[DATA SUPPLIED start]

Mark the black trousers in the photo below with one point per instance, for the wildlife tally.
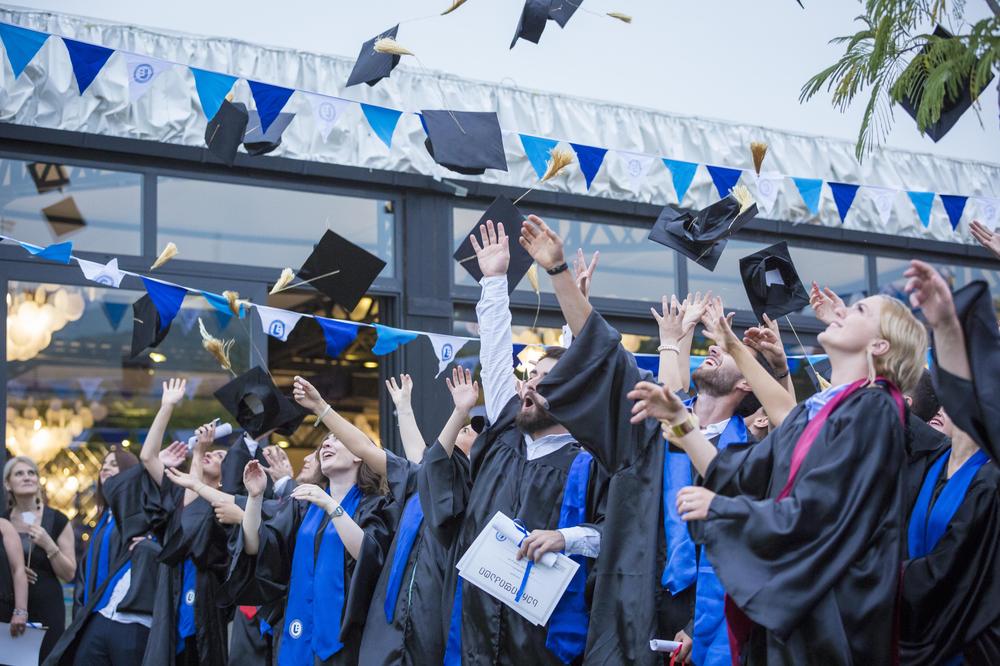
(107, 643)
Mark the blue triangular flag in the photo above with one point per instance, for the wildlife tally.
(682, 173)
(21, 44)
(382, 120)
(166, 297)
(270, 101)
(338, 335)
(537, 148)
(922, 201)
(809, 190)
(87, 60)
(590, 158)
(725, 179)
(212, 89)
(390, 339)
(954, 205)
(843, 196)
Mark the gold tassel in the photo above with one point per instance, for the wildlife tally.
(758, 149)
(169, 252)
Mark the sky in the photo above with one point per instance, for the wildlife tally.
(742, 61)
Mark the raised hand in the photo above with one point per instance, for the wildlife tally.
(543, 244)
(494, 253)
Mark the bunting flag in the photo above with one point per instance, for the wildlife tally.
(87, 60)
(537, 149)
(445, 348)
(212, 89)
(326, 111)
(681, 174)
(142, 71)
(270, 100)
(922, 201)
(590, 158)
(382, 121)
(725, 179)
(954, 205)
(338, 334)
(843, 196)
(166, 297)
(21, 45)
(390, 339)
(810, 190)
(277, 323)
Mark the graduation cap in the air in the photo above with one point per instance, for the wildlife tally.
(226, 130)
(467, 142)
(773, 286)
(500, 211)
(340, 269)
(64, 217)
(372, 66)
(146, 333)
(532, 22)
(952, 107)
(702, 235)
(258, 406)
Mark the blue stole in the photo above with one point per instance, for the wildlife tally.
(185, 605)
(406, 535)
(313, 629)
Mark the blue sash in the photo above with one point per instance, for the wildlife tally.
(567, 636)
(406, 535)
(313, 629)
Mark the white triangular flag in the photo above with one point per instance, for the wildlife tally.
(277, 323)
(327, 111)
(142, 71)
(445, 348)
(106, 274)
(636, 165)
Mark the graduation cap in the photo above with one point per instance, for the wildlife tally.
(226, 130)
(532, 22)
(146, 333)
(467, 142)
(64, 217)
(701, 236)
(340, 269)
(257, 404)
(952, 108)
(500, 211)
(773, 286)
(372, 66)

[DATA SUPPLIED end]

* **INSTRUCTIONS TO FOLLOW**
Copy out the whole listing again, switching every "wildlife tally" to "photo survey" and keeping everything else the same. Omit the pictures from your copy.

* **RESULT FOR THIS TASK**
Mark the black trousers in the photo below with one point per instance, for the photo survey.
(107, 643)
Mark the blue triangular flag in the photo above with one point per instance, for the photo survey.
(682, 173)
(21, 44)
(382, 120)
(166, 297)
(270, 101)
(338, 335)
(537, 148)
(922, 201)
(809, 190)
(87, 60)
(590, 158)
(725, 179)
(212, 89)
(390, 339)
(954, 205)
(843, 196)
Mark the gold tassel in the photo above with one point per instance, for the photo survey.
(758, 149)
(169, 252)
Mark the sky in the photo above with one point per instance, for the photo survey.
(742, 61)
Mark the raised hand in the photo above with one point per instance, for the photo survey.
(543, 244)
(494, 253)
Mark the bunting flag in the photo above with one point per instance, for the photo survey.
(87, 60)
(537, 149)
(445, 348)
(212, 89)
(326, 111)
(681, 174)
(142, 71)
(270, 100)
(922, 201)
(590, 158)
(382, 121)
(725, 179)
(954, 205)
(338, 334)
(843, 196)
(166, 297)
(21, 45)
(390, 339)
(810, 190)
(277, 323)
Mark the graduation cap in the air in the photo above with one point per instance, for the photo survey.
(226, 130)
(467, 142)
(773, 286)
(500, 211)
(340, 269)
(64, 217)
(372, 66)
(146, 333)
(532, 22)
(952, 107)
(702, 235)
(258, 406)
Mark the blue stole in the photo above with one point per instance, for the photo survey.
(185, 605)
(406, 535)
(313, 629)
Mark the blue sash in the photo above with one point per instance, for the photo survey.
(567, 636)
(406, 535)
(313, 629)
Mark the white triangular flag in the photo above with one point per instance, for the photo survey.
(277, 323)
(327, 111)
(142, 71)
(445, 348)
(106, 274)
(636, 165)
Mark the graduation cap in the photo above with one point per instance, for the photo survey.
(226, 130)
(532, 22)
(146, 333)
(467, 142)
(64, 217)
(701, 236)
(340, 269)
(257, 404)
(952, 108)
(500, 211)
(773, 286)
(372, 66)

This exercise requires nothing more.